[Region pointing data]
*-*-*
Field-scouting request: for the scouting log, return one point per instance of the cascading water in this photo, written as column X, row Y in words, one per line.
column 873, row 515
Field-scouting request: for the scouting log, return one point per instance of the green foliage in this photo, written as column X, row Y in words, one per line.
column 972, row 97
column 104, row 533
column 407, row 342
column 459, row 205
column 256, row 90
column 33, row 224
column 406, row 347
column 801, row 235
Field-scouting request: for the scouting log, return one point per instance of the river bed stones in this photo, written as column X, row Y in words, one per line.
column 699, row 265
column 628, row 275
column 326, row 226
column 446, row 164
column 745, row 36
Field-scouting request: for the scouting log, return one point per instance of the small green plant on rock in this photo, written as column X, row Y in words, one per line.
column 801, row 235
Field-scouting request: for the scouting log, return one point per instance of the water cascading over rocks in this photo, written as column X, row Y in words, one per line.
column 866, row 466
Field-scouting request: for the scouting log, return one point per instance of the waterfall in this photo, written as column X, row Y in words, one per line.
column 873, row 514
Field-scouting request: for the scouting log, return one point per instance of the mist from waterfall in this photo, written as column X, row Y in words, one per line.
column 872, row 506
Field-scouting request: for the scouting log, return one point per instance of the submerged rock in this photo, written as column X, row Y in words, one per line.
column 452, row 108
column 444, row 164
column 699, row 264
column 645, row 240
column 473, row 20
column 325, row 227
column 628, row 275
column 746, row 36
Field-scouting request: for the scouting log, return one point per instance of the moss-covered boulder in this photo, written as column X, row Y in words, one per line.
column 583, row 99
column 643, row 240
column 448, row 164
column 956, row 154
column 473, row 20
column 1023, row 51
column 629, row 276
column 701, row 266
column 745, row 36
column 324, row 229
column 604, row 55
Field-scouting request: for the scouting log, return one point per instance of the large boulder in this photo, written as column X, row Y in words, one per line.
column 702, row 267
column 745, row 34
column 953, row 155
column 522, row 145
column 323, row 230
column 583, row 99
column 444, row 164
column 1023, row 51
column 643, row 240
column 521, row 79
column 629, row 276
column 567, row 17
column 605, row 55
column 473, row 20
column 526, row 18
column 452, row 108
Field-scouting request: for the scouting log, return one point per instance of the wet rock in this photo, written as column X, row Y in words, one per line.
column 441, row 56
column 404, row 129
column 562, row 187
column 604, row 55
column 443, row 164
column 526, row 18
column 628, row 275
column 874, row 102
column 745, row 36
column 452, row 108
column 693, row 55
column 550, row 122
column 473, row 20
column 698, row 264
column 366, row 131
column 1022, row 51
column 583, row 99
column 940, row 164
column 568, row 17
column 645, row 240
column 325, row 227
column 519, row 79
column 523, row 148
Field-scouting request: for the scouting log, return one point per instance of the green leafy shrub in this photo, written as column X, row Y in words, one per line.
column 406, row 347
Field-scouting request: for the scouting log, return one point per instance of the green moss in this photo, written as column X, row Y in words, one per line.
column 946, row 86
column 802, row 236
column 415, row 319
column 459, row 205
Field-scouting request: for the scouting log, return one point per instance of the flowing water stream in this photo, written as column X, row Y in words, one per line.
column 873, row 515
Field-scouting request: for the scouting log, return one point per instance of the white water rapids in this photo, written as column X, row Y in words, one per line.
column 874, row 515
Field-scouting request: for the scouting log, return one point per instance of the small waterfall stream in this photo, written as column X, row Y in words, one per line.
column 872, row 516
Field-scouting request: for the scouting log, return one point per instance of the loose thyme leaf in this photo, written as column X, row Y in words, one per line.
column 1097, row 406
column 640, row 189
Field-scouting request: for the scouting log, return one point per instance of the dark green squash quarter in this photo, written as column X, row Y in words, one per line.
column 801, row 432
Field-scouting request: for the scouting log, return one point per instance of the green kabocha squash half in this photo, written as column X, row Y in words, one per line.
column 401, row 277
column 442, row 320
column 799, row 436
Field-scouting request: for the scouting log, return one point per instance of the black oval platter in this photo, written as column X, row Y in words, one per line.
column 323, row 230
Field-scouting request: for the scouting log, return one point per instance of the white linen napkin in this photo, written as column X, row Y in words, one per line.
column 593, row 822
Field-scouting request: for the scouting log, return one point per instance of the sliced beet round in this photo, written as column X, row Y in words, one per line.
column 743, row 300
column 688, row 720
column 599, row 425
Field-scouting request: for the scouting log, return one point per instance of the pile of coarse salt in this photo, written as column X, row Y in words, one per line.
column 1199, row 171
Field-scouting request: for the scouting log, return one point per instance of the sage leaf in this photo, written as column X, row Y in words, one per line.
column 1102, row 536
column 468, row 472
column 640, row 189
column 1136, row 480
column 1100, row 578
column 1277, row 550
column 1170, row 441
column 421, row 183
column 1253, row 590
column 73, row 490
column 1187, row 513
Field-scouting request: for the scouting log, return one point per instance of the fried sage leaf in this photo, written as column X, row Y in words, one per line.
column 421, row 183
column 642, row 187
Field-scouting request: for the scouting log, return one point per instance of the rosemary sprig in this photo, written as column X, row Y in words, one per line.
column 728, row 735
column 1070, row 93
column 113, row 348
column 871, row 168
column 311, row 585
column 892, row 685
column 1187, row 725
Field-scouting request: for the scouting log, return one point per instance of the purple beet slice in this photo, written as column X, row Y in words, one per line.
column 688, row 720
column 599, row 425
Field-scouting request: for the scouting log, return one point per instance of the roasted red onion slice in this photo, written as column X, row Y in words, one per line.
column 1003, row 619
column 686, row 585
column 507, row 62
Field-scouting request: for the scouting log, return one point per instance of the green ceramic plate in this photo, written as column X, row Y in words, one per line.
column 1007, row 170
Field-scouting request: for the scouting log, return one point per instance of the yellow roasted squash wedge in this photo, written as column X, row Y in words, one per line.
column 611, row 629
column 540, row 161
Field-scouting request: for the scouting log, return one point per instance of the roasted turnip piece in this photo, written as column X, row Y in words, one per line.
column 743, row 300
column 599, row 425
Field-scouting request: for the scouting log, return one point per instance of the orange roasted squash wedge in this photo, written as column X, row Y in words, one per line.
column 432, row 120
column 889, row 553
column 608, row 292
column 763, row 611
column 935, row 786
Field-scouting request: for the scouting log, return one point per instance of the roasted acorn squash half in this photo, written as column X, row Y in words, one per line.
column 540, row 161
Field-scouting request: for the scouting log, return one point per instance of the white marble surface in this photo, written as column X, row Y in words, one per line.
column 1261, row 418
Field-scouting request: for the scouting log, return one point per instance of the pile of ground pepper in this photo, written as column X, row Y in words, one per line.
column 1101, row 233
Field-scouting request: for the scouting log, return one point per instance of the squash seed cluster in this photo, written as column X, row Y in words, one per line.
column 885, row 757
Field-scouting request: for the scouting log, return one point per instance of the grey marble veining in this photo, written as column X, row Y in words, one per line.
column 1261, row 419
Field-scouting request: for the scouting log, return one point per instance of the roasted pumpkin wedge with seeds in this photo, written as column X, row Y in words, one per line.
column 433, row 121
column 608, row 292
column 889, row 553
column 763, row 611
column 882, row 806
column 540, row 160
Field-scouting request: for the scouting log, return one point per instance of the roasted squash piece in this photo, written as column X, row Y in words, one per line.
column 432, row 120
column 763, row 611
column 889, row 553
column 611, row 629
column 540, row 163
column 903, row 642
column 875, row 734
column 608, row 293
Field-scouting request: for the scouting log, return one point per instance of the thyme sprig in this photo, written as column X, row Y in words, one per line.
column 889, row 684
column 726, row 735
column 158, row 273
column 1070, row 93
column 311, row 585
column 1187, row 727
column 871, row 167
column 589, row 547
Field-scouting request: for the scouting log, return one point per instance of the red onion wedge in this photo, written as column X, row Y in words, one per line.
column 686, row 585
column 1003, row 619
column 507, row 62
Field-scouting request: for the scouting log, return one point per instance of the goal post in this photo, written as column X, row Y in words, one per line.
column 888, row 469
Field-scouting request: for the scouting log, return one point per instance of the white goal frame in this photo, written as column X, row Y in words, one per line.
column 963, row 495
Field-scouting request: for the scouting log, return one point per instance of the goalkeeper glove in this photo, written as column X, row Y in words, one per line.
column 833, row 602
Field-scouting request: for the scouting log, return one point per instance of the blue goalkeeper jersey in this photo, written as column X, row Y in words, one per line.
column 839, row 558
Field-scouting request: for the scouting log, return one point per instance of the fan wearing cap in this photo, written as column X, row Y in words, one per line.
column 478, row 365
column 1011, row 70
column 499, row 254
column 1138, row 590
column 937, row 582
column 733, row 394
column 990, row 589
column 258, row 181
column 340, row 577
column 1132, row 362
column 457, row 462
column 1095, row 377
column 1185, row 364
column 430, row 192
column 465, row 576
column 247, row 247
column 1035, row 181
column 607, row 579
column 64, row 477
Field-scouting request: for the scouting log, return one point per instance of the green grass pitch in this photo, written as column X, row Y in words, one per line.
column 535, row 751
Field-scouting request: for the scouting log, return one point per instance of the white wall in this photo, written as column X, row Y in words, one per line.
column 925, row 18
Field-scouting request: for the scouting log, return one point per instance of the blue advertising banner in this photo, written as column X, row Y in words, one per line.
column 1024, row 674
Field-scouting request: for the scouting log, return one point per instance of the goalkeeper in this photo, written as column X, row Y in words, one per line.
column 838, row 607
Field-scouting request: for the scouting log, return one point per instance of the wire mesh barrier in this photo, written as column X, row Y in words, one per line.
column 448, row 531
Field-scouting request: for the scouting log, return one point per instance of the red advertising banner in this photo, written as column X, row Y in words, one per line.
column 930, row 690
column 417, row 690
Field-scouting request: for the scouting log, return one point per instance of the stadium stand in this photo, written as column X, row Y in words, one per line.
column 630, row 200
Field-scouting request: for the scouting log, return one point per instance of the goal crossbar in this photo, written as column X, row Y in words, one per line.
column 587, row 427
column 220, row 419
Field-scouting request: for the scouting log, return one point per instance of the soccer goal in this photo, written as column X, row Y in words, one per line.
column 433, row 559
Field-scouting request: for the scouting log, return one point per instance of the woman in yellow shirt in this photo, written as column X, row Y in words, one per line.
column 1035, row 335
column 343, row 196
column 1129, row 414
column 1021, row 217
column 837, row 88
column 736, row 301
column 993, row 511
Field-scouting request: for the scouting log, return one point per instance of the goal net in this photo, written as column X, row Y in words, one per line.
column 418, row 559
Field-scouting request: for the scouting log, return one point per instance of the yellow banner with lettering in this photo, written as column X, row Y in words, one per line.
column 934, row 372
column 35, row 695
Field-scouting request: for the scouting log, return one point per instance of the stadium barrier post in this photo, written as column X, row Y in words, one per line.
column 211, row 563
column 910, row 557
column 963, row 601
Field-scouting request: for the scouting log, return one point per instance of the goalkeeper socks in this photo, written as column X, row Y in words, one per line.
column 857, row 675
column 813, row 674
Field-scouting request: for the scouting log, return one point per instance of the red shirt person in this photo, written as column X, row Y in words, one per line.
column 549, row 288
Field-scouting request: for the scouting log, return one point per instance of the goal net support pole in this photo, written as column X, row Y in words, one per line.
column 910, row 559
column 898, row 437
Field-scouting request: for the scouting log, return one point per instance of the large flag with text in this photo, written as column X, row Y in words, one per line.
*-*-*
Problem to solve: The line with "goal net support" and all lines after it through the end of the data above: write these out exactly and add nothing.

Answer to this exercise:
Field-scouting request: for the scouting log, return one point per instance of the goal net support pole in this photo, written as column X, row Y in words, one per line.
column 910, row 559
column 898, row 437
Field-scouting request: for the scouting log, return one point per instance of the large flag with text in this photo, written as column X, row Y in words, one per line.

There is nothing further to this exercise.